See the source here for further clarification.
A couple of the possible values for the torch_device
parameter are:
"cuda"
"cpu"
See the Torch docs here for more info about possible values.
An integer representing the number of speakers to listen for.
A few of the possible values for the whisper_model
parameter are:
"tiny.en"
"base.en"
"small.en"
"medium.en"
See the Whisper docs here for more model names.
A boolean value representing whether or not the program should print messages to the console as it works. Unfortunately, it's not currently possible to turn all messages off because Whisper uses a progress bar and (perhaps) prints its own messages. But setting verbose = False
will turn off all of the extra messages I've added.
Speaker changes inside segments: When Whisper transcribes an audio file, it returns an array of segments. The original Google Colab notebook written by Dwarkesh Patel (linked at the top) takes each of those segments, gets the embeddings of the audio, clusters the embeddings based on the specified number of speakers, and then labels each segment with a speaker's name (like "Speaker 1"). I've kept his original solution in this library, but do note that it has at least one flaw: if the speaker changes in the middle of a clip (i.e., if a single clip contains two speakers), then that clip will still only receive one speaker label. I haven't yet thought of a way around this, though I admit that I haven't done any research on the problem or even read through the full Twitter thread linked at the top; so maybe someone has already solved it. If so, please let me know!
The only solution I've considered is trying to break up the audio by speaker changes first and then passing the segments into Whisper for transcription. But I'm not really sure of the best way to break the audio into chunks for identification. In the current version, the timestamps generated by Whisper are used to break the original audio up into chunks, and then those chunks are passed into
pyannote.audio
for embedding. But if I try to get the embeddings before transcription, then I'll have to make decisions about how to break the audio into chunks without Whisper's timestamps. Here are some possible ways of making such decisions:
- I could use a sliding window of (e.g.) 3 seconds such that each clip passed into
pyannote.audio
is 3 seconds long. The window could march forward by some timestep, like 0.25 seconds. I wonder, though, if there's an ideal amount of time to use to get embeddings. In other words, does 3 seconds of audio contain enough information? Or is it way too much because (e.g.) 0.25 seconds would contain sufficient information?- I could break the audio along silences of some particular length. For example, everytime there's a silence that lasts at least 0.5 seconds long, I break the audio half-way through the silence, closing off a clip and starting a new one. This method assumes, though, that one speaker never cuts another off.
- I could use a sliding window to get median frequency for some chunk of time, and then use significant changes in median frequency as breakpoints. This assumes, though, that no two speakers' voices are in exactly the same range, so it's probably not a very robust solution.
I'll tinker with these and see if any produce better results than the current setup.
Windows compatibility: This library probably won't work on Windows because of the ways I've been handling file paths!
........
*Your objective*.
According to the excerpt, what flaw in the original speaker-labeling solution does it identify? None of the stored data is needed here.

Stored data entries
........
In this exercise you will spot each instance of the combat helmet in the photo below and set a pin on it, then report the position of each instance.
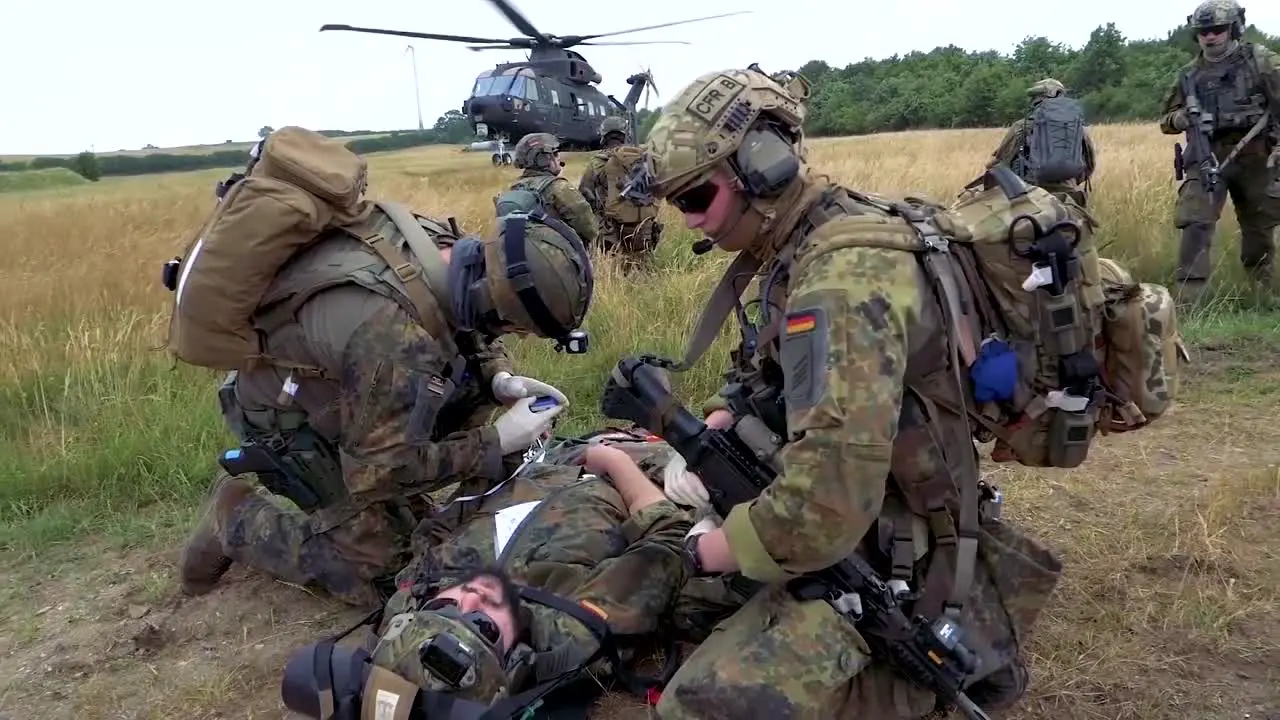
(613, 124)
(1217, 13)
(536, 151)
(1047, 87)
(533, 277)
(708, 123)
........
*Solution*.
If the speaker changes in the middle of a clip, that clip still receives only one speaker label.